REQUIREMENTS
Repeat every entry in the listing below, exactly.

▼

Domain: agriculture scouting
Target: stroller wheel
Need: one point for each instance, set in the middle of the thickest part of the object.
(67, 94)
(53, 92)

▲

TASK ANSWER
Domain: agriculture scouting
Target: stroller wheel
Need: one point for each instance, set in the middle of the thickest part of the object.
(67, 94)
(53, 92)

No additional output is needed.